What you will do
Filter the records and copy out each line that contains the word "white".

+++ Material to process +++

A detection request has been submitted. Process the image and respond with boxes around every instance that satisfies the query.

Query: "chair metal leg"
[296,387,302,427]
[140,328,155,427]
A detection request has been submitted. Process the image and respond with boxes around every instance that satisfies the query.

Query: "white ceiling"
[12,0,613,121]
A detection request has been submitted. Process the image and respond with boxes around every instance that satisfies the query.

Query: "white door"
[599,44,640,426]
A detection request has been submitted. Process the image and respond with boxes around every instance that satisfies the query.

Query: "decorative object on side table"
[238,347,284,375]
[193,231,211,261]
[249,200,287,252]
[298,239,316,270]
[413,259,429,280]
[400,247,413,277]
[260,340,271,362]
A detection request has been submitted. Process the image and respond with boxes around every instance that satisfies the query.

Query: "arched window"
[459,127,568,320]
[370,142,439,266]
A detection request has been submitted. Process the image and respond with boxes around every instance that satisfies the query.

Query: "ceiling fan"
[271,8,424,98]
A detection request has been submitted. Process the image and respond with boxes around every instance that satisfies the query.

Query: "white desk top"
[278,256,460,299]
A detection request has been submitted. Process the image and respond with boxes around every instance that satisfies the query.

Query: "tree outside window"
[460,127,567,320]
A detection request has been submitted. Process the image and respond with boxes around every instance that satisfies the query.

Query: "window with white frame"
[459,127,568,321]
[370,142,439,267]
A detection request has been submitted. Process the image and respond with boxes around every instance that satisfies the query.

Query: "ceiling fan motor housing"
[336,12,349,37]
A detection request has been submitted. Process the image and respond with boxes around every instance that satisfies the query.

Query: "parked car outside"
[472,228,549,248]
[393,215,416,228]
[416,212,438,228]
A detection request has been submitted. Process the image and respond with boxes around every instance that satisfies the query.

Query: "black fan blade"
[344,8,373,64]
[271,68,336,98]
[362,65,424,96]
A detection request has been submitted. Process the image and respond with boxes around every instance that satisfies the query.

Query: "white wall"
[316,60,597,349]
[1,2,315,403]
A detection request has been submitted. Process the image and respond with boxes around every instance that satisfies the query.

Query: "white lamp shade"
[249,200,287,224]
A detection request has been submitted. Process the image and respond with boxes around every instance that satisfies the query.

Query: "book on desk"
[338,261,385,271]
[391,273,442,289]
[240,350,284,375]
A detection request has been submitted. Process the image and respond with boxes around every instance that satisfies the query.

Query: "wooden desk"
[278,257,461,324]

+++
+++ Material to process +++

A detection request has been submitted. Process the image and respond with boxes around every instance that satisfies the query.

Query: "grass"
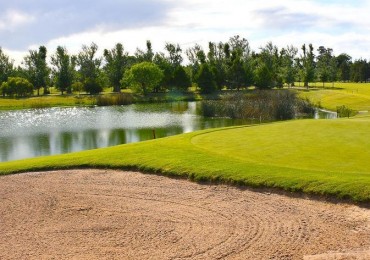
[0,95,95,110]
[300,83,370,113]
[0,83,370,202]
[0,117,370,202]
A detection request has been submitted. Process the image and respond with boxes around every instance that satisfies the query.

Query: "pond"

+++
+++ Material to process +++

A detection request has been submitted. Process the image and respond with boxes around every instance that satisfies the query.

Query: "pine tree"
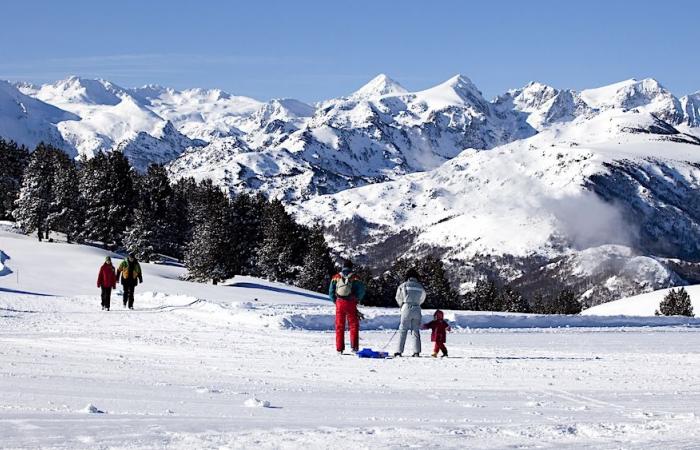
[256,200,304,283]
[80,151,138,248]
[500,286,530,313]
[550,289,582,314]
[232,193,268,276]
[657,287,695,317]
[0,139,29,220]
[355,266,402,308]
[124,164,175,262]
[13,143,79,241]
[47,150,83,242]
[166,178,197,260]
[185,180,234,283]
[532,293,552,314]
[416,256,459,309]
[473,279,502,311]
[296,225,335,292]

+++

Full response
Query: "white ceiling"
Query: "white door"
Query: "white desk top"
Query: "window with white frame"
Query: "white wall"
Query: "white lamp shade"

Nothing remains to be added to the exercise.